## begin

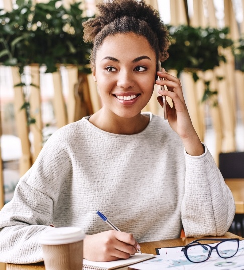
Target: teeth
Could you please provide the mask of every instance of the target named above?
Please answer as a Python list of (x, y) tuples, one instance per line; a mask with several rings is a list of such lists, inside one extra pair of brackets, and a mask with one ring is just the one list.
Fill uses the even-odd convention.
[(133, 99), (135, 99), (137, 97), (137, 95), (132, 95), (131, 96), (117, 96), (116, 95), (116, 97), (119, 100), (124, 100), (124, 101), (126, 101), (126, 100), (130, 100)]

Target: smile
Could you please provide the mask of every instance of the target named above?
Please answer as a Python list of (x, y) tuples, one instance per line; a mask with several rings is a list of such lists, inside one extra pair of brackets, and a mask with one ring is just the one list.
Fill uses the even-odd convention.
[(116, 95), (115, 95), (114, 96), (119, 100), (123, 100), (126, 101), (133, 100), (133, 99), (135, 99), (135, 98), (137, 98), (140, 96), (140, 94), (138, 94), (137, 95), (132, 95), (131, 96), (117, 96)]

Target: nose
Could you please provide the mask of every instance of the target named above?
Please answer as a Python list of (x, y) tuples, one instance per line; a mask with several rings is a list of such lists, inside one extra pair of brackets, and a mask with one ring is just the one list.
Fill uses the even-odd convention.
[(127, 89), (133, 87), (134, 84), (133, 74), (131, 71), (121, 69), (118, 73), (117, 85), (119, 87)]

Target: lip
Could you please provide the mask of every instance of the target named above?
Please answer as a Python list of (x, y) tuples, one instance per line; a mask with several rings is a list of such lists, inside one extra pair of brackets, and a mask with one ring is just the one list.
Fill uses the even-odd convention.
[[(127, 92), (126, 93), (124, 92), (120, 93), (113, 94), (112, 95), (118, 101), (118, 102), (119, 102), (120, 104), (123, 104), (124, 105), (131, 105), (132, 104), (134, 104), (137, 101), (138, 98), (141, 96), (141, 94), (132, 92)], [(136, 97), (131, 100), (120, 100), (118, 99), (116, 97), (117, 96), (128, 96), (134, 95), (136, 95)]]

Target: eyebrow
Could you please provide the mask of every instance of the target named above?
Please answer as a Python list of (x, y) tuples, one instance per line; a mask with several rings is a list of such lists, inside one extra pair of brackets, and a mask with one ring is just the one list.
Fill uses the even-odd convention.
[[(139, 57), (137, 57), (136, 58), (135, 58), (133, 61), (133, 63), (136, 63), (137, 62), (138, 62), (140, 61), (141, 60), (143, 60), (144, 59), (148, 59), (148, 60), (150, 60), (150, 61), (152, 61), (151, 60), (151, 58), (149, 57), (148, 56), (146, 56), (146, 55), (143, 55), (142, 56), (139, 56)], [(102, 60), (111, 60), (111, 61), (113, 61), (113, 62), (117, 62), (118, 63), (120, 62), (120, 61), (117, 59), (117, 58), (115, 58), (114, 57), (112, 57), (111, 56), (106, 56), (106, 57), (104, 57)]]

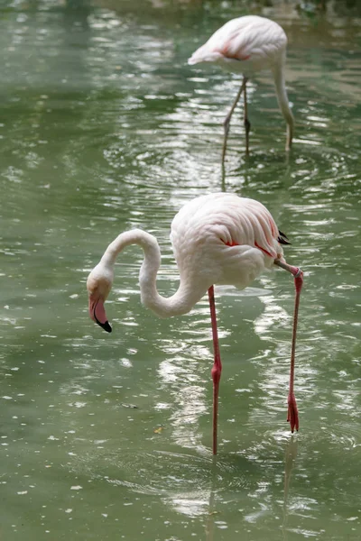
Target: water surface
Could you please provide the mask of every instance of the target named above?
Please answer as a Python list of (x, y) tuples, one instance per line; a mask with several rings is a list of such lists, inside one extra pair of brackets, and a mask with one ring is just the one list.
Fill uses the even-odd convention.
[[(360, 390), (360, 28), (356, 14), (253, 13), (282, 24), (296, 118), (267, 74), (251, 82), (226, 174), (222, 120), (239, 78), (187, 58), (244, 3), (8, 3), (0, 18), (2, 518), (5, 539), (356, 540)], [(78, 9), (74, 9), (77, 7)], [(85, 282), (106, 244), (142, 227), (178, 274), (170, 223), (191, 197), (261, 200), (305, 270), (301, 431), (286, 397), (293, 304), (282, 271), (217, 291), (224, 371), (211, 455), (205, 298), (182, 317), (142, 307), (125, 252), (93, 325)]]

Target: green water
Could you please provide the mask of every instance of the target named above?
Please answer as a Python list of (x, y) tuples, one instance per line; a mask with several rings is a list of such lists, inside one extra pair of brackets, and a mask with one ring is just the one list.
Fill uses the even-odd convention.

## end

Exercise task:
Copy out all of the material above word for word, leaving out the pictures.

Completed task:
Target: teeth
Could you please provide the mask of every instance of the target named above?
Please answer as a Python list of (x, y) tuples, one instance per line; a mask with several rings is a list of such lists, inside one extra pair of brackets, and a mask with one ring is just the one list.
Fill uses the even-odd convention.
[(133, 99), (135, 99), (137, 97), (137, 95), (132, 95), (131, 96), (117, 96), (116, 95), (116, 97), (119, 100), (124, 100), (124, 101), (126, 101), (126, 100), (130, 100)]

Target: smile
Could you please provide the mask of every instance of the target named above?
Please answer as a Python list of (x, y) tuples, one instance per line; a mask with several rings is a list of such lists, inside one extra pair of brackets, and a mask with one ring is just the one list.
Fill uses the even-odd convention.
[(116, 95), (115, 95), (114, 96), (119, 100), (123, 100), (126, 101), (133, 100), (133, 99), (135, 99), (135, 98), (137, 98), (140, 96), (140, 94), (138, 94), (137, 95), (132, 95), (131, 96), (117, 96)]

Target: nose
Could you please provide the mask of every instance of the target named above?
Please answer as a Python list of (x, y) tuples, one instance per line; a mask with several rings is a list of such lists, inside one extra pair of brackets, and a mask with one ring is just the one list.
Fill uses the even-odd convention.
[(127, 89), (133, 87), (134, 84), (133, 74), (131, 71), (121, 69), (118, 73), (117, 85), (119, 87)]

Target: lip
Could you please provide the mask of every instance of the target named above?
Please answer as a Python list of (x, y) tuples, one instance per line; a mask with several rings is a list of such lists, inside one extra pair of brackets, and a mask with one ring is just the one list.
Fill uses the even-odd convention.
[[(127, 92), (126, 93), (124, 92), (120, 93), (113, 94), (112, 95), (118, 101), (118, 102), (119, 102), (120, 104), (123, 104), (124, 105), (131, 105), (132, 104), (134, 104), (137, 101), (138, 98), (141, 96), (141, 94), (132, 92)], [(136, 97), (131, 100), (120, 100), (118, 99), (116, 97), (117, 96), (128, 96), (134, 95), (136, 95)]]

Target: eyebrow
Could you please provide the mask of every instance of the target named above?
Please answer as a Python list of (x, y) tuples, one instance per line; a mask with several rings is a list of such lists, inside one extra pair of brackets, and a mask with one ring is just the one list.
Fill uses the even-odd convention.
[[(139, 57), (137, 57), (136, 58), (135, 58), (133, 61), (133, 63), (136, 63), (137, 62), (138, 62), (140, 61), (141, 60), (143, 60), (144, 59), (148, 59), (148, 60), (150, 60), (150, 61), (152, 61), (151, 60), (151, 58), (149, 57), (148, 56), (146, 56), (146, 55), (143, 55), (142, 56), (139, 56)], [(102, 60), (111, 60), (111, 61), (113, 61), (113, 62), (117, 62), (118, 63), (120, 62), (120, 61), (117, 59), (117, 58), (115, 58), (114, 57), (112, 57), (111, 56), (106, 56), (106, 57), (104, 57)]]

Target: water surface
Could you please provide the mask of every instance of the target named above?
Please answer as a Python list of (x, y) tuples, one instance per line; a mask with several rings is a list of such lists, inside one extra pair of brackets, and a mask with one ring is just the one list.
Fill uses the even-odd convention.
[[(360, 390), (360, 28), (356, 14), (253, 13), (282, 24), (296, 118), (267, 74), (251, 82), (226, 174), (222, 120), (239, 78), (187, 58), (244, 3), (8, 3), (0, 18), (2, 518), (5, 539), (356, 540)], [(78, 9), (74, 9), (77, 7)], [(85, 282), (106, 244), (142, 227), (178, 274), (170, 223), (191, 197), (261, 200), (305, 270), (301, 431), (286, 397), (293, 304), (282, 271), (217, 291), (224, 371), (211, 455), (205, 298), (182, 317), (142, 307), (125, 252), (93, 325)]]

Target: green water
Could you please provide the mask of every instance of the target named above?
Please answer as a Python list of (x, y) tuples, one instance per line; a mask with several rings is a list of such lists, inside one extra pair of brackets, and a mask with one ring is just the one list.
Fill uses the even-odd convention.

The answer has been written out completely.